> **Tâche demandée 1**:
Traduisez en anglais cette phrase tirée de la critique ci-dessous : « Beigbeder est plus lisible car il a moins de style. »

> **Extrait de page**:
Fenêtre sur cour où il ne se passe rien

Mon premier livre de Beigbeder est bien mal placé dans la continuité de mes découvertes puisqu'il précède L'idiot de Dostoievski. J'ai d'ailleurs pris Windows on the World puisque je voulais quelque chose de plus rapide (l'idiot m'a quand même pris presque trois mois ; c'est un minimum pour lire et essayer de comprendre lorsque l'on n'est pas un étudiant en lettre ni philo). L'avantage évident, c'est que pour le lecteur lambda que je suis, Beigbeder agit comme un souffle de dynamisme après Dostoïevski. Le livre est plus lisible, les idées sont plus aisées à aborder, les personnages sont plus cernables (pardonnez moi ce néologisme). Les mauvais points sont les mêmes.

Beigbeder est plus lisible car il a moins de style. Quelques belles tournures à quelques rares passages soignés, sinon, Beigbeder se perd dans un style qui ne m'inspire pas. Me repoussent par ordre croissant le Franglais, la construction des dialogues, les métaphores un peu malheureuses et surtout l'insupportable tendance du siècle à confondre le subversif et le vulgaire.

Les idées sont plus aisées à aborder car elles sont rares. Le métadiscours que l'on pourrait retenir autour du livre est l'idée de la vie absurde ; celle de ces gens qui périrent au sommet des tours et qui n'auront durant ces quelques minutes que le but d'exister. Le livre semble se parer d'un unique but aussi : exister. Au delà, peu d'ambitions, moins de réflexions : J'existe donc j'existe.

Les personages sont au nombre de quatre. Je vais les aborder dans l'ordre croissant de la place qu'ils occupent dans le roman :

Le premier fils du protagoniste, qui témoigne de l'absence d'innocence de l'enfant, car il grandit (et c'est peut-être ici le seul point où je me risquerai à dire que Beigbeder surpasse l'auteur précédent qui voit en l'enfant l'infinie candeur). Quelques minutes lui sont dédiées (les chapitres sont des minutes dans le livre) et nous offre un point de vue - où plutôt le point de vue - intéressant de l'ouvrage.

Le second fils est plus jeune, plus "innocent", plus fragile mais plus optimiste. Ses chapitres dédiés nous font entrevoir l'image du père comme du super-héros. Là, Beigbeder s'amuse à partir dans tous les sens avec tous les termes possibles et imaginables de super-pouvoirs et autres délires. Un spectacle qui malheureusement n'amusera que lui et qui sonne un peu comme du remplissage au milieu du reste.

> **Tâche demandée 2**:
Sélectionnez dans les enregistrements chaque ligne où figure le mot « dirt », puis recopiez-la.

> **Données de travail**:
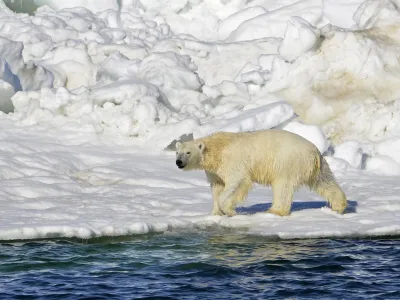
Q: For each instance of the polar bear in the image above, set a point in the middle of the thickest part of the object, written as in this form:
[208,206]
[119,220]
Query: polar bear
[234,161]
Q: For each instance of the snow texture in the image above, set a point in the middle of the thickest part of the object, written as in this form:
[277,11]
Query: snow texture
[92,93]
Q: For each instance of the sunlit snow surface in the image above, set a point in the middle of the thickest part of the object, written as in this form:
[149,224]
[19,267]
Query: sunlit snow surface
[57,183]
[98,91]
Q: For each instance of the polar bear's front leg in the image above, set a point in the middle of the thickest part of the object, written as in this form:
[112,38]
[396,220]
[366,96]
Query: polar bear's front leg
[217,186]
[231,194]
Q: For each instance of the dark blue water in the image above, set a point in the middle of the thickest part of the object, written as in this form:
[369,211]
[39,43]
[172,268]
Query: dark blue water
[201,266]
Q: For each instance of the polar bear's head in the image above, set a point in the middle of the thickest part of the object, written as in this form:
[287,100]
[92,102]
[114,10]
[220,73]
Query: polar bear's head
[188,154]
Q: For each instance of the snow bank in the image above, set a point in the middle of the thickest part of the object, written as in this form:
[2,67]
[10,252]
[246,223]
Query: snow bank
[103,86]
[61,182]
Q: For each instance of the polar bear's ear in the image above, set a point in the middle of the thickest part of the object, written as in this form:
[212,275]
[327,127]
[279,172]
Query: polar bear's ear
[201,147]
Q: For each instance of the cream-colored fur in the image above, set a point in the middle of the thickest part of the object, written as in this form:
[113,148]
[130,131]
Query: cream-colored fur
[234,161]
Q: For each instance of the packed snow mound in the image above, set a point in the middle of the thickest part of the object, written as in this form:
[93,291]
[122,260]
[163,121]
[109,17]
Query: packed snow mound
[195,67]
[62,182]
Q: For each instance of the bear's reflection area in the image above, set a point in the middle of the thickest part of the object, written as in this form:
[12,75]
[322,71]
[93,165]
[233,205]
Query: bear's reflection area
[240,250]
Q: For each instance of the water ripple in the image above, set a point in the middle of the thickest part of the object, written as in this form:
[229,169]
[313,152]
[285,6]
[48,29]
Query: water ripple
[201,267]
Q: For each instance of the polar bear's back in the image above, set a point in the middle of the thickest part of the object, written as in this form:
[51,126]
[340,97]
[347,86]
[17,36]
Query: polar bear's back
[268,155]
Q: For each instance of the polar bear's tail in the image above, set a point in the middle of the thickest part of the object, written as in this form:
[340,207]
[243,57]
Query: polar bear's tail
[325,185]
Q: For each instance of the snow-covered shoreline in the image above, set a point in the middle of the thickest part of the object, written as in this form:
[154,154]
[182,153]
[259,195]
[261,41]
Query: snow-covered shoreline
[95,97]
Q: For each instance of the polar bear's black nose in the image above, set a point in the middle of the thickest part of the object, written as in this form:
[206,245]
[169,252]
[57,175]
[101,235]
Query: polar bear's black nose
[179,163]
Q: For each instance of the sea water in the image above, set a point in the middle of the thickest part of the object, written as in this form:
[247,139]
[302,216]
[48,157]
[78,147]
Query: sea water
[200,266]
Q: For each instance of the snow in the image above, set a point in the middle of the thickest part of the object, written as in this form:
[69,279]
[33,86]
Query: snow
[94,94]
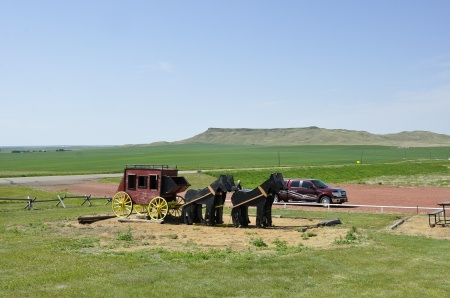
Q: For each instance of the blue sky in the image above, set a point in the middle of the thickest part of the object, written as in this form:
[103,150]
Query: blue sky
[132,72]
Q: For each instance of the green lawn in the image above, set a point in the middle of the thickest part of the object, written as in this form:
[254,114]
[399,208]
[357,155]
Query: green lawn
[38,261]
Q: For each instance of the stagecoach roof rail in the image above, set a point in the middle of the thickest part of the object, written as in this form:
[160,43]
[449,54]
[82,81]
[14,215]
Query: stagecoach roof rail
[149,167]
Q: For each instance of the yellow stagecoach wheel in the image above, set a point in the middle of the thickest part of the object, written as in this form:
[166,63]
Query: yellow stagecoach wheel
[176,206]
[122,204]
[140,209]
[158,208]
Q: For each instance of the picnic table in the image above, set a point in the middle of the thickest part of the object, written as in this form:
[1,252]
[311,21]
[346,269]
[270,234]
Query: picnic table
[436,215]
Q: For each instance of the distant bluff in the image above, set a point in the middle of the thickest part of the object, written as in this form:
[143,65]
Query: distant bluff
[316,136]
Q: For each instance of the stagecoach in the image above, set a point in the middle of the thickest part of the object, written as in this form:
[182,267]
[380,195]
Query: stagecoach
[150,189]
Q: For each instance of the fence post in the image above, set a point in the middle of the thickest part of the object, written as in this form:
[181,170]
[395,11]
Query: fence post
[60,201]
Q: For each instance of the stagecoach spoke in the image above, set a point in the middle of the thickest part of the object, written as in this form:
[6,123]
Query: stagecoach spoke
[158,208]
[175,206]
[122,205]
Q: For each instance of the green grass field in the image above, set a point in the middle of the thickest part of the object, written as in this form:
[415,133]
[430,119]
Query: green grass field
[37,260]
[205,157]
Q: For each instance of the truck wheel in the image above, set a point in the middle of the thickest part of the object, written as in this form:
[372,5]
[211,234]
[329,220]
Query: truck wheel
[325,200]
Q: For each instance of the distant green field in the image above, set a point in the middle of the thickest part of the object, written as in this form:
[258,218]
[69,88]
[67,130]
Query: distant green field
[205,157]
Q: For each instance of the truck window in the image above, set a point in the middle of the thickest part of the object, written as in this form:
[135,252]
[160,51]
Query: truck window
[131,181]
[307,184]
[295,184]
[142,181]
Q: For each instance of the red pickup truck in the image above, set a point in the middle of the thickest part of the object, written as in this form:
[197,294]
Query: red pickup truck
[311,190]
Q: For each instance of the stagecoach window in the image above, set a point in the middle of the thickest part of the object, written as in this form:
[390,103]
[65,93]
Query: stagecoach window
[154,182]
[131,181]
[295,183]
[142,181]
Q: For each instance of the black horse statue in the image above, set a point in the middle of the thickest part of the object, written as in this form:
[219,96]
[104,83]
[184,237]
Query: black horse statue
[212,196]
[261,197]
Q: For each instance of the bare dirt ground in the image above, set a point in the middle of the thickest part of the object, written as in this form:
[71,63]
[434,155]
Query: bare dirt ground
[287,230]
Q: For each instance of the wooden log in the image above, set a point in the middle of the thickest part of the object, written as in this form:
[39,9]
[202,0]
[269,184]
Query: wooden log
[91,219]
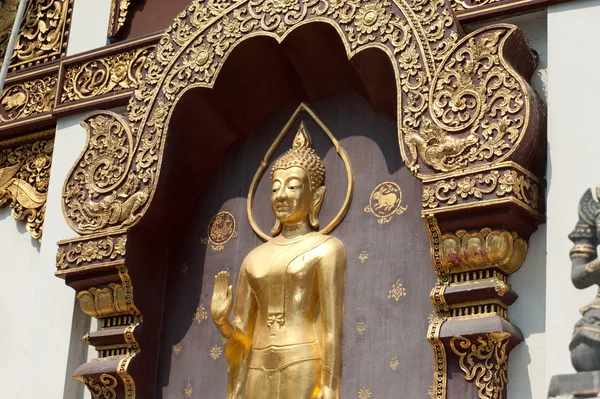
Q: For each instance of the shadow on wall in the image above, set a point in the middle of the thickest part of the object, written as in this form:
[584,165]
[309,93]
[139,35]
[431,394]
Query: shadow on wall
[526,363]
[6,220]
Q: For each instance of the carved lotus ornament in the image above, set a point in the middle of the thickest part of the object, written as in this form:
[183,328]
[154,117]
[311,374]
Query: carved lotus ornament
[103,302]
[483,249]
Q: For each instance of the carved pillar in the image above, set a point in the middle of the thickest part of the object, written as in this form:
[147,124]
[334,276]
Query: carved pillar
[96,267]
[470,331]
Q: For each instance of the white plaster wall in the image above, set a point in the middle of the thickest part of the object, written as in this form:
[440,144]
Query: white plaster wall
[40,327]
[574,140]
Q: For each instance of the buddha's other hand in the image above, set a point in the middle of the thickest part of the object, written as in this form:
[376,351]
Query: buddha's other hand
[222,300]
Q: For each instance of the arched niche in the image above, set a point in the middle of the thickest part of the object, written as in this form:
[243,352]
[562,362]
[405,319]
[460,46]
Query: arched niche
[464,116]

> **Réponse finale 1**:
Beigbeder is more readable because he has less style.

> **Réponse finale 2**:
Q: For each instance of the bare dirt ground in the image above, set a point in the middle of the thickest part of the object, written as in this form:
Query: bare dirt ground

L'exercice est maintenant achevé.